▶ Data for processing:
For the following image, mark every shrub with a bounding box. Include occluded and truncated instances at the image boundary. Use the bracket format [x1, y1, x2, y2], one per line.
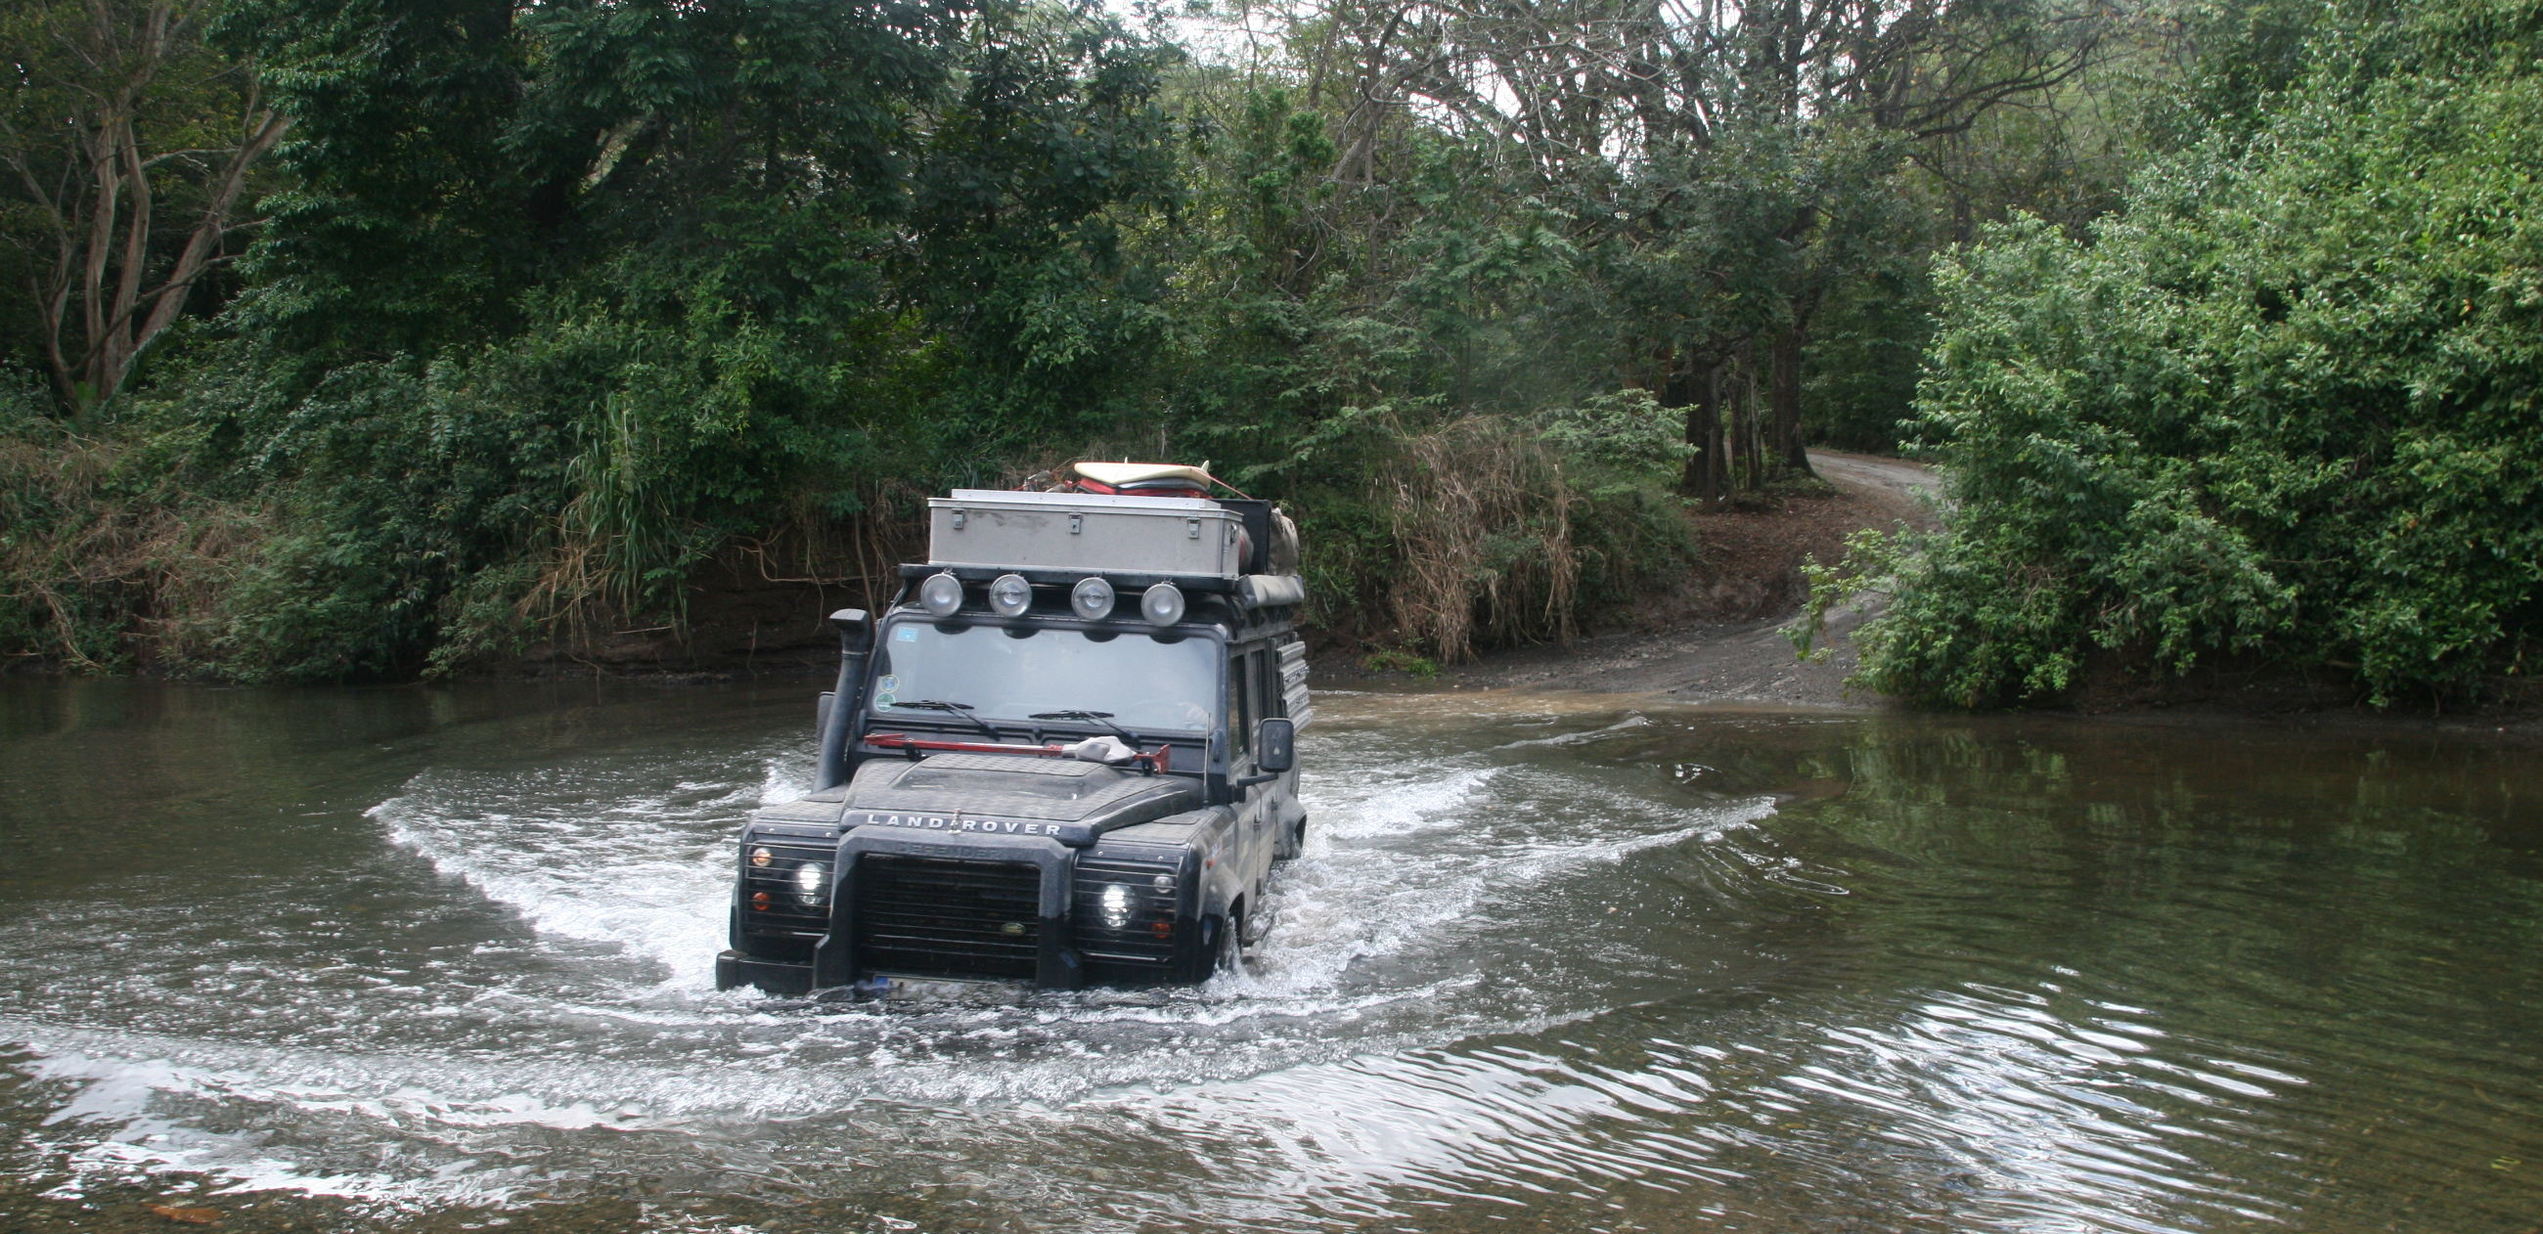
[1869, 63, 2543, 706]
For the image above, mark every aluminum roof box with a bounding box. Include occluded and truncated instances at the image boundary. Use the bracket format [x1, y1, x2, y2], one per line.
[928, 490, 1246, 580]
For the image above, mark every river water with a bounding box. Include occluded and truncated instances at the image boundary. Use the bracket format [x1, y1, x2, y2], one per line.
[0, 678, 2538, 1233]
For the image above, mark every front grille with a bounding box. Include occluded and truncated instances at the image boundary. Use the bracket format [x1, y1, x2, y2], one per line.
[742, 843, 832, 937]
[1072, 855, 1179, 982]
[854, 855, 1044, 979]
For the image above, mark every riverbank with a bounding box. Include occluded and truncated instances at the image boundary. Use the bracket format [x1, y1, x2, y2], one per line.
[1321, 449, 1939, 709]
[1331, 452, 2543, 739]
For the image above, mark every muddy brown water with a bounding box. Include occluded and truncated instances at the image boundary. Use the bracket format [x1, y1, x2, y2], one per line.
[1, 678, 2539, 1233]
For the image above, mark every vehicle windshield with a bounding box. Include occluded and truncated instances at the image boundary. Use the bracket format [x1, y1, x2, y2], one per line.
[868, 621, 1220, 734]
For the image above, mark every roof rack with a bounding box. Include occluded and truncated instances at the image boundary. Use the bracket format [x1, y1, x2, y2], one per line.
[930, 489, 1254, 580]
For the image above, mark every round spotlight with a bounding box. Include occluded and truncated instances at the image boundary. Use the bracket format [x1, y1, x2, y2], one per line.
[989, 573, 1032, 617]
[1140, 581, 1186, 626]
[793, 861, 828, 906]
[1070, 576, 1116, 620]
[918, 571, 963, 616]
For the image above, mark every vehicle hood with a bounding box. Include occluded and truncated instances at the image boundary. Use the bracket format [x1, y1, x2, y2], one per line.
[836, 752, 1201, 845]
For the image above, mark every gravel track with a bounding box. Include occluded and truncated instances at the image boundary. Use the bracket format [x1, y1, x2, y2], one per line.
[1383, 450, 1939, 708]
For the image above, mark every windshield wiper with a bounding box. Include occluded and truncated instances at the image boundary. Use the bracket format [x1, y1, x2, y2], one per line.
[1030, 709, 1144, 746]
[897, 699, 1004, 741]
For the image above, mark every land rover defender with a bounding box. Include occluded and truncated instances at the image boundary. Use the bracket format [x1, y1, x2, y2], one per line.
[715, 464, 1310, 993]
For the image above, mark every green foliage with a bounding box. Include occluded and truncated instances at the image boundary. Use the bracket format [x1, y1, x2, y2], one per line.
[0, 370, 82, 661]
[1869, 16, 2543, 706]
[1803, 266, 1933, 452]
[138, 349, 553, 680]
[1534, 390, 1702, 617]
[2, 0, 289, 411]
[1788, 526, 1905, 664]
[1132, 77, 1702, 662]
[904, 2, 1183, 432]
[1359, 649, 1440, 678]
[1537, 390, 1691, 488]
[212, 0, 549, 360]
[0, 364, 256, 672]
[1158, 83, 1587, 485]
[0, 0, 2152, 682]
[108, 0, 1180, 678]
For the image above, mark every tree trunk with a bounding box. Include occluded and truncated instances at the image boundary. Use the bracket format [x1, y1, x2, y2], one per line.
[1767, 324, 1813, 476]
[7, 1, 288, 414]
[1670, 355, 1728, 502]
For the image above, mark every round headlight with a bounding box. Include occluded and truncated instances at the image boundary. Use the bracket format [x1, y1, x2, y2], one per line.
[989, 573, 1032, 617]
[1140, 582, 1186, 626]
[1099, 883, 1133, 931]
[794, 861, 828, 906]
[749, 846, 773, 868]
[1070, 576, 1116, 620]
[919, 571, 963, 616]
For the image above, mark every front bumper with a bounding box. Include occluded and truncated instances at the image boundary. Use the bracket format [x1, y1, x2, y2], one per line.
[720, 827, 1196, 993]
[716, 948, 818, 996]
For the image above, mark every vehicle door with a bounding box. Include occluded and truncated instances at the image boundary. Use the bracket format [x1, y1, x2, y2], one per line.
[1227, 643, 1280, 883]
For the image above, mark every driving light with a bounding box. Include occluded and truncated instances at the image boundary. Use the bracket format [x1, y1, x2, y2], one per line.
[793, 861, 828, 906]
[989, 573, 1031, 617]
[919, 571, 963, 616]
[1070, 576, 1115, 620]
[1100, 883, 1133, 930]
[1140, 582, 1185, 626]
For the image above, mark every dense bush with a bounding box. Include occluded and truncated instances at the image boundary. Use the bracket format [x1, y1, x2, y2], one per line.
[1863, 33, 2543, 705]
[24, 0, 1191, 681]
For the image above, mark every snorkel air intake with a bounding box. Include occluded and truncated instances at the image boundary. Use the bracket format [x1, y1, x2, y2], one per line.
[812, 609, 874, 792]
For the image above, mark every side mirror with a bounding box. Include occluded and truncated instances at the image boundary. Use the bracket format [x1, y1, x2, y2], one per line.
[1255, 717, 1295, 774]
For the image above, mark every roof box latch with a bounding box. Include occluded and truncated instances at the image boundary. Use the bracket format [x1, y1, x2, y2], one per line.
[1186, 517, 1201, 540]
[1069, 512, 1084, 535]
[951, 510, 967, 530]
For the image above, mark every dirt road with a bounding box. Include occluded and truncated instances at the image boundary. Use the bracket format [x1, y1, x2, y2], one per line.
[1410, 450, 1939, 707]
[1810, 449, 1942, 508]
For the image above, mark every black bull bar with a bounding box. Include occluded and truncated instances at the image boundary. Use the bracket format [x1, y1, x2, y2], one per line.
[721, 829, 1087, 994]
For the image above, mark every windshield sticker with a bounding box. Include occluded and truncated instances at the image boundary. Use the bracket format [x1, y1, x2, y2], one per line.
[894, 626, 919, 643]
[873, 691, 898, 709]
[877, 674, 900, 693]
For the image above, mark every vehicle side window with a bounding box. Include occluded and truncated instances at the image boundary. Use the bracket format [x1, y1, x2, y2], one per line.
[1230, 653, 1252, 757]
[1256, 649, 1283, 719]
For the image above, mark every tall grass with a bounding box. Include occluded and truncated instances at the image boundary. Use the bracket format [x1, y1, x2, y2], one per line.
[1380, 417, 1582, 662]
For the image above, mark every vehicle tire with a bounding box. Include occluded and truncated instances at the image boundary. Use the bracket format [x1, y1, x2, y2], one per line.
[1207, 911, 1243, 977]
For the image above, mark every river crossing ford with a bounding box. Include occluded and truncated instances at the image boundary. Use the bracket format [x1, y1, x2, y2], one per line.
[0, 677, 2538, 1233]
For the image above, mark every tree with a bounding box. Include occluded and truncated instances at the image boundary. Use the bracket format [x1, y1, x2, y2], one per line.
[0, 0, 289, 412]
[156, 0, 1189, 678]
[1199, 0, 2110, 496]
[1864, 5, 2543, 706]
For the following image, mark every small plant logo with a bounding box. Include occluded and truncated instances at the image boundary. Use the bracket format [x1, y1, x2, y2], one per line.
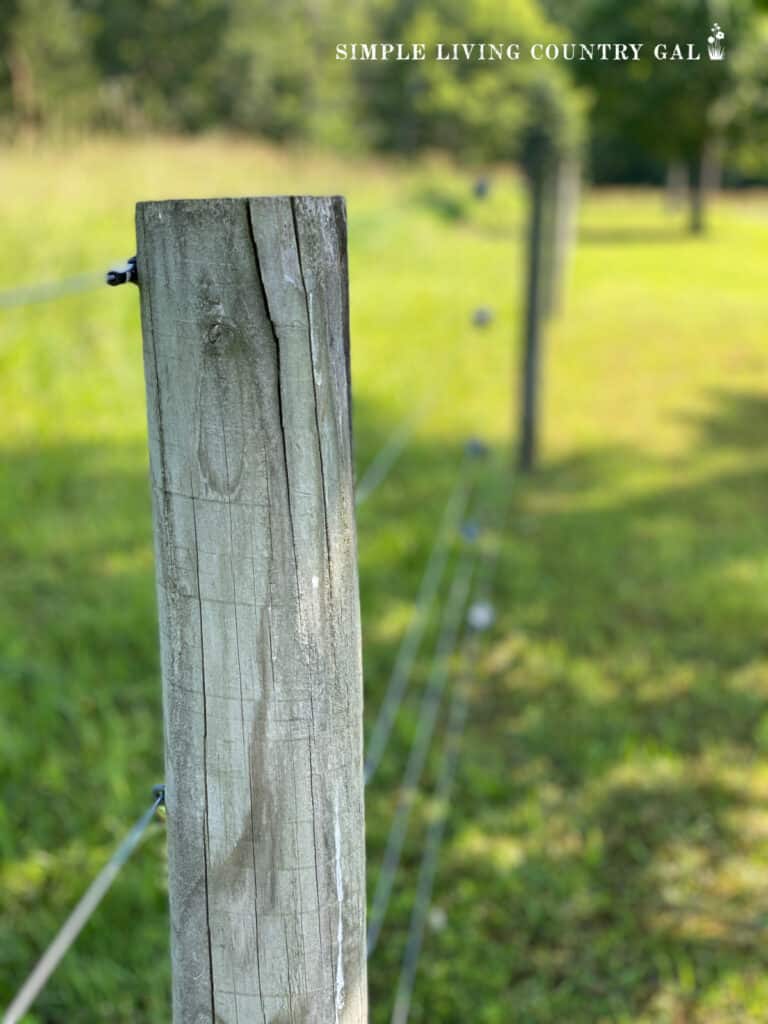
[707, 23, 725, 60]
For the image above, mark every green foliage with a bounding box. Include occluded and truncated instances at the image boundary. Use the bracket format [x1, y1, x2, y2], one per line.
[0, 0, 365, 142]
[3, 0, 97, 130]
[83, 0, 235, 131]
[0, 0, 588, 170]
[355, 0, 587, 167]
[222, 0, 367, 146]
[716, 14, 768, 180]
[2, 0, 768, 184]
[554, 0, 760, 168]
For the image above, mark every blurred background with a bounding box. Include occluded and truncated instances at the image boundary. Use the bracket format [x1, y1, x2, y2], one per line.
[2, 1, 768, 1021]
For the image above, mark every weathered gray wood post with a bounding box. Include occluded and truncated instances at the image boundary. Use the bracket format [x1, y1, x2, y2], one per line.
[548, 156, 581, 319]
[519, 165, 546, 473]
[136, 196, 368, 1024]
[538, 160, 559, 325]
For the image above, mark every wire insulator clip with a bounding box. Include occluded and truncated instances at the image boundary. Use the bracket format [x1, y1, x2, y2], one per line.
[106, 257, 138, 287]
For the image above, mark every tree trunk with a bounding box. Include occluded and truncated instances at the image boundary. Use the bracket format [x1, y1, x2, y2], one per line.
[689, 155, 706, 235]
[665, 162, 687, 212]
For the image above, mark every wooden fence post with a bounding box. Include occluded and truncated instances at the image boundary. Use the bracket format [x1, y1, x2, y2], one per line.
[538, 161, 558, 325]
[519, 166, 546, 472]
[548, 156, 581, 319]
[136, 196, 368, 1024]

▶ Task to complete:
Beginning with the line in which "For the image above, mark every wire" appears, set down each line through the last one in the listing, unchanged and with no extras.

▶ Response below:
For the image above, mark every wire insulator clip with a bounding box. Include occluded and truncated instances at the image boundary. Use the bracket format [x1, y1, x2, y2], one per line.
[106, 257, 138, 287]
For the image above, mark every tree trunk with a bounding box. Include occluded and truncated instances at the image boundary. Use the bracket format [x1, y1, x2, y2], one per line.
[689, 155, 706, 235]
[665, 162, 687, 212]
For the image above, mark every wooden fence post with a bounding box. Include occluded and truncated instances at the image boundary. Use the bracket format [x1, y1, x2, y2], one per line.
[538, 161, 558, 325]
[519, 166, 546, 472]
[548, 156, 581, 319]
[136, 196, 368, 1024]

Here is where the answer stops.